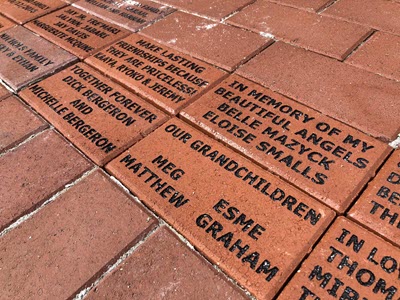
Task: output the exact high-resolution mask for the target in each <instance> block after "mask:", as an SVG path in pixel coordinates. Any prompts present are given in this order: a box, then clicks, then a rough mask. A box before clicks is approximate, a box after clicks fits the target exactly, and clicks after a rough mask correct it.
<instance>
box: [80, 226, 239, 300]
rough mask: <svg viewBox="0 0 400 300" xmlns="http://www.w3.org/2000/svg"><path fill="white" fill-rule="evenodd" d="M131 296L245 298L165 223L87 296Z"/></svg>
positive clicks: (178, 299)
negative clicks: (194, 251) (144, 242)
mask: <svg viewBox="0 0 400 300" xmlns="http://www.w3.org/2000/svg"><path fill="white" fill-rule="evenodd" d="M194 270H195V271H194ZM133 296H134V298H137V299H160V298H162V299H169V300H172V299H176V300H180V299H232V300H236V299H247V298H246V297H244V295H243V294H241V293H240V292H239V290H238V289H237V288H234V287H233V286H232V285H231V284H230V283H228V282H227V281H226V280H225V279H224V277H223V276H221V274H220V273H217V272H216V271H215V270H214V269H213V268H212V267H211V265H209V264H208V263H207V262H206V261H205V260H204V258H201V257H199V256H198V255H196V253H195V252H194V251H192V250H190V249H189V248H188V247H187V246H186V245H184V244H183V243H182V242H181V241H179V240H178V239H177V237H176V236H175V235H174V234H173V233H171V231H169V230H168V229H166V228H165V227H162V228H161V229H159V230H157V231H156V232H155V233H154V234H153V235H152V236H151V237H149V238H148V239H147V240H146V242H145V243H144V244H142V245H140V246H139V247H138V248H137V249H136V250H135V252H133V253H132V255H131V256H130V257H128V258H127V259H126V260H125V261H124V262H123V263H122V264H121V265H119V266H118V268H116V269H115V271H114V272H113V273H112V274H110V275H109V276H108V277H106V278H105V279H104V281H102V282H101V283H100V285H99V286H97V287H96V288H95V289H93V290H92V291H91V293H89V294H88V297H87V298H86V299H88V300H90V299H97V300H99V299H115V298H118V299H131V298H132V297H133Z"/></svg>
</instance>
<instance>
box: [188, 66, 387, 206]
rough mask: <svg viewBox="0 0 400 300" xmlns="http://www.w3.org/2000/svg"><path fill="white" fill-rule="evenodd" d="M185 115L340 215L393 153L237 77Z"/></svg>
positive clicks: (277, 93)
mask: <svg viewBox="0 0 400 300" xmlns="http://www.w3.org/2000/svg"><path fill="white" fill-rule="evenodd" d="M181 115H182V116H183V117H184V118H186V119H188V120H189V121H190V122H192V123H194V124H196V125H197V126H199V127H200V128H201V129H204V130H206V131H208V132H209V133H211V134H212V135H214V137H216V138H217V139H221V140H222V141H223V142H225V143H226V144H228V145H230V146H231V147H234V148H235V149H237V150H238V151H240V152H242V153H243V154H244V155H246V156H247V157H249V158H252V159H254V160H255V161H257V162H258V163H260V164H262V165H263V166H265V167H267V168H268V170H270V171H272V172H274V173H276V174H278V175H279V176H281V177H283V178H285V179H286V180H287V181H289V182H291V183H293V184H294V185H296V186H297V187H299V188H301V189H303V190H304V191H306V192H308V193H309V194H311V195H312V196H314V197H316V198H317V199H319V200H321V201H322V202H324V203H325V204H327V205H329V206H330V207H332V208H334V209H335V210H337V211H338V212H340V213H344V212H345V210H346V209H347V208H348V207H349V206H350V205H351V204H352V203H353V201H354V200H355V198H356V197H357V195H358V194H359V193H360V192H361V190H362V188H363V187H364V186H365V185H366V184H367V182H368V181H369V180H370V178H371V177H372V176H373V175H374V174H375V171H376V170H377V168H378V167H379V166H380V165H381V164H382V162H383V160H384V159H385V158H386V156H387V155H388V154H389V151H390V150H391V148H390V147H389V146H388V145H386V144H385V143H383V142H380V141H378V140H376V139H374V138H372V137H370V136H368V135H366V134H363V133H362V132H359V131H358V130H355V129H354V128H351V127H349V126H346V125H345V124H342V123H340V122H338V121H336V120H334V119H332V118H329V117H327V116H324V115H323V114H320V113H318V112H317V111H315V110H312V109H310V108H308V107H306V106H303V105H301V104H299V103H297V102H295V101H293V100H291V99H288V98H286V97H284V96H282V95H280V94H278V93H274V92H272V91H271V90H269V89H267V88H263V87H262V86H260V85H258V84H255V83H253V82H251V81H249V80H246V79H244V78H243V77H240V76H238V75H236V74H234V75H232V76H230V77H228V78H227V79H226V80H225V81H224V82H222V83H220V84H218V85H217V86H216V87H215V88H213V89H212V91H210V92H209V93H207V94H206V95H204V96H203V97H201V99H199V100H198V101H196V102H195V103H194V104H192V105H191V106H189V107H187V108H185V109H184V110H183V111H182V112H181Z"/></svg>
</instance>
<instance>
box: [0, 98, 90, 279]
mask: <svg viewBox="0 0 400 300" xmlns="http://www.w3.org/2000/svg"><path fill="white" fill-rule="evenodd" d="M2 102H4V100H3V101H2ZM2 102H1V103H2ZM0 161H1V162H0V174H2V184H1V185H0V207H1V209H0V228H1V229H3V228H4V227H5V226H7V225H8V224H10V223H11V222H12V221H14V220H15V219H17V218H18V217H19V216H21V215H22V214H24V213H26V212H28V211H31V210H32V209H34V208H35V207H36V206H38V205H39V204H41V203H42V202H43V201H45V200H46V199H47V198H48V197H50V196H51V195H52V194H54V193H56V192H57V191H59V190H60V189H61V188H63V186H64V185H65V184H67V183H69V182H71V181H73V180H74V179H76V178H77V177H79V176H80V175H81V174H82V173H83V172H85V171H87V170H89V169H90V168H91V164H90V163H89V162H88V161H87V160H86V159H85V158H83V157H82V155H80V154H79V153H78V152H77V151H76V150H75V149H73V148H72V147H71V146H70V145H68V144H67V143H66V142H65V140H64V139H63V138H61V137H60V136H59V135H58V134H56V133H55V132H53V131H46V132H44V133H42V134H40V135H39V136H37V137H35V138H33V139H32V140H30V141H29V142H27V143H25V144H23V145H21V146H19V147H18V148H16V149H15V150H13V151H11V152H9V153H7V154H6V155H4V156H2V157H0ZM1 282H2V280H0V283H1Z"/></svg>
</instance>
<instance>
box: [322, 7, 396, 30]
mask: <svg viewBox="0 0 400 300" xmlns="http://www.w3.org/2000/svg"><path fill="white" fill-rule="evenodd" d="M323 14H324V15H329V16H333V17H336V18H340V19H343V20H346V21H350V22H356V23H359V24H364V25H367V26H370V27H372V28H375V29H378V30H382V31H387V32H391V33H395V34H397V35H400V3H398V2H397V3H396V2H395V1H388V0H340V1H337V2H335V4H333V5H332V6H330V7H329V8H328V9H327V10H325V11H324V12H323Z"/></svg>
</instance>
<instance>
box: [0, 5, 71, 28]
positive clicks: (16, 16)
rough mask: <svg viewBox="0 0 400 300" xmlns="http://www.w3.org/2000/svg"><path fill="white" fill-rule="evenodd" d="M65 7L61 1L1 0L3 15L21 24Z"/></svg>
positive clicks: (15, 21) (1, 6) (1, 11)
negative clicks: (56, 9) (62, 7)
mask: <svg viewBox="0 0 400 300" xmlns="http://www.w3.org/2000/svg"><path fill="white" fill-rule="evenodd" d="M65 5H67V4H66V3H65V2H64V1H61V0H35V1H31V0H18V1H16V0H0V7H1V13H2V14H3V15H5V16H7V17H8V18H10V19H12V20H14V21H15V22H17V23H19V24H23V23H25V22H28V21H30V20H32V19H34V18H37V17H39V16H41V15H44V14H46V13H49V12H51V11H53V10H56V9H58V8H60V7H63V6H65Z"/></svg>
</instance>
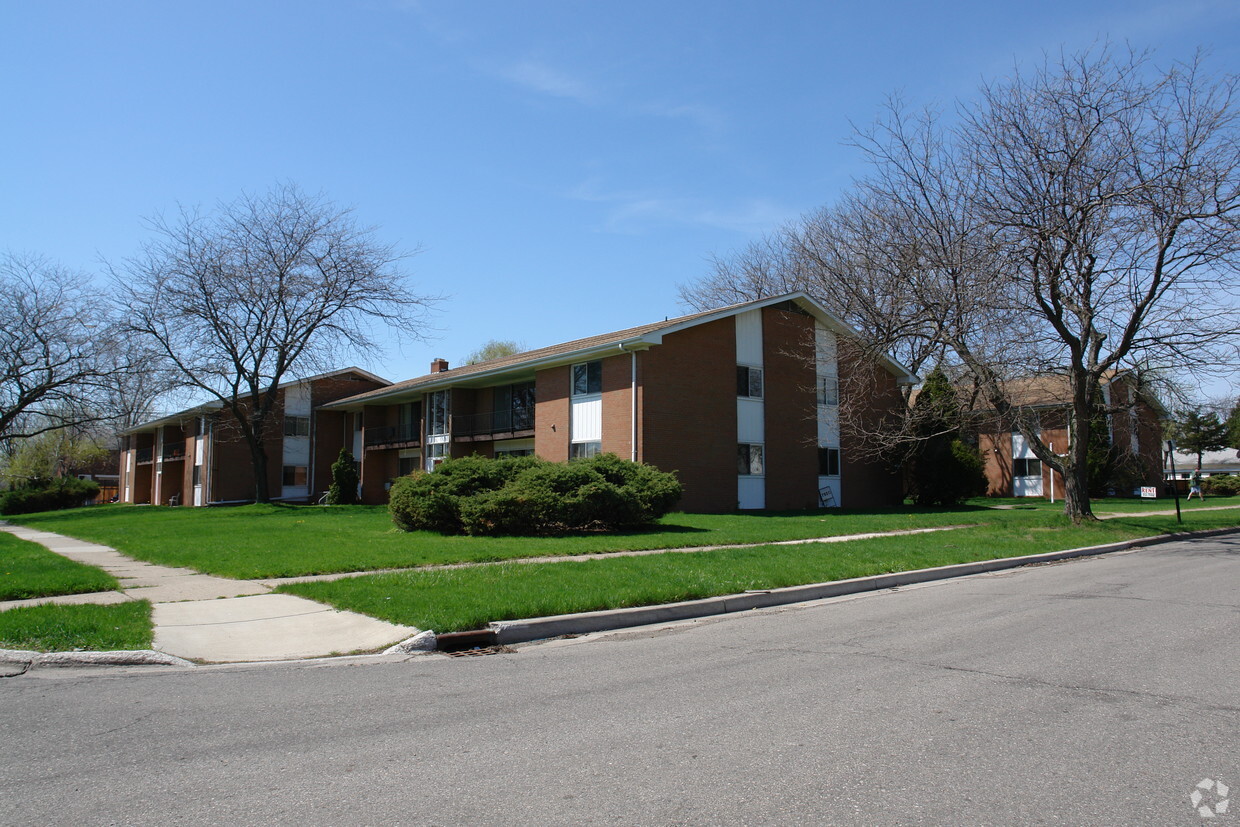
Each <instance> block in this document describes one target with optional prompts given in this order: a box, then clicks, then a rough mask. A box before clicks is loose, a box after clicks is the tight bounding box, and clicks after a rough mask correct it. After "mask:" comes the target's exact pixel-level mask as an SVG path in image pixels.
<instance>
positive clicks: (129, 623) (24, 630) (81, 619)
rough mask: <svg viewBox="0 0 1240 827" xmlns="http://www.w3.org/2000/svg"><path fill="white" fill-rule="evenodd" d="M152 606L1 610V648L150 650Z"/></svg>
■ ■ ■ ■
Task requirements. Your task is to reproduce the entries above word for word, from the first line through the line with "115L340 215L393 153L237", and please leave out any pictures.

Task answer.
Task: output the exact high-resolution mask for the target in each <instance> block after "mask:", as an SVG path in pixel coordinates. Any prompts present are given in this order: a box, then clicks, then a rough mask. A box before clicks is approximate, a box after clicks fits the target exactly, and clicks after a rough mask correct it.
<instance>
box: [80, 226, 239, 300]
rough mask: <svg viewBox="0 0 400 300" xmlns="http://www.w3.org/2000/svg"><path fill="white" fill-rule="evenodd" d="M131 296L245 298L165 223L87 296Z"/></svg>
positive clicks: (178, 299)
negative clicks: (194, 251) (144, 242)
mask: <svg viewBox="0 0 400 300" xmlns="http://www.w3.org/2000/svg"><path fill="white" fill-rule="evenodd" d="M194 270H195V271H194ZM133 296H134V298H137V299H160V298H162V299H169V300H172V299H176V300H180V299H232V300H236V299H247V298H246V297H244V295H243V294H241V293H240V292H239V290H238V289H237V288H234V287H233V286H232V285H231V284H230V283H228V282H227V281H226V280H225V279H224V277H223V276H221V274H220V273H217V272H216V271H215V270H214V269H213V268H212V267H211V265H209V264H208V263H207V262H206V261H205V260H204V258H201V257H199V256H198V255H196V253H195V252H194V251H192V250H190V249H189V248H188V247H187V246H186V245H184V244H183V243H182V242H181V241H179V240H178V239H177V237H176V236H175V235H174V234H173V233H171V231H169V230H168V229H166V228H165V227H162V228H161V229H159V230H157V231H156V232H155V233H154V234H153V235H152V236H151V237H149V238H148V239H147V240H146V242H145V243H144V244H142V245H140V246H139V247H138V248H137V249H136V250H135V252H133V253H132V255H131V256H130V257H128V258H127V259H126V260H125V261H124V262H123V263H122V264H121V265H119V266H118V268H116V269H115V271H114V272H113V273H112V274H110V275H109V276H108V277H106V278H105V279H104V281H102V282H101V283H100V285H99V286H97V287H96V288H95V289H93V290H92V291H91V293H89V294H88V297H87V298H86V299H88V300H90V299H97V300H99V299H115V298H118V299H131V298H132V297H133Z"/></svg>
</instance>
<instance>
box: [188, 66, 387, 206]
rough mask: <svg viewBox="0 0 400 300" xmlns="http://www.w3.org/2000/svg"><path fill="white" fill-rule="evenodd" d="M185 115L340 215L393 153L237 77Z"/></svg>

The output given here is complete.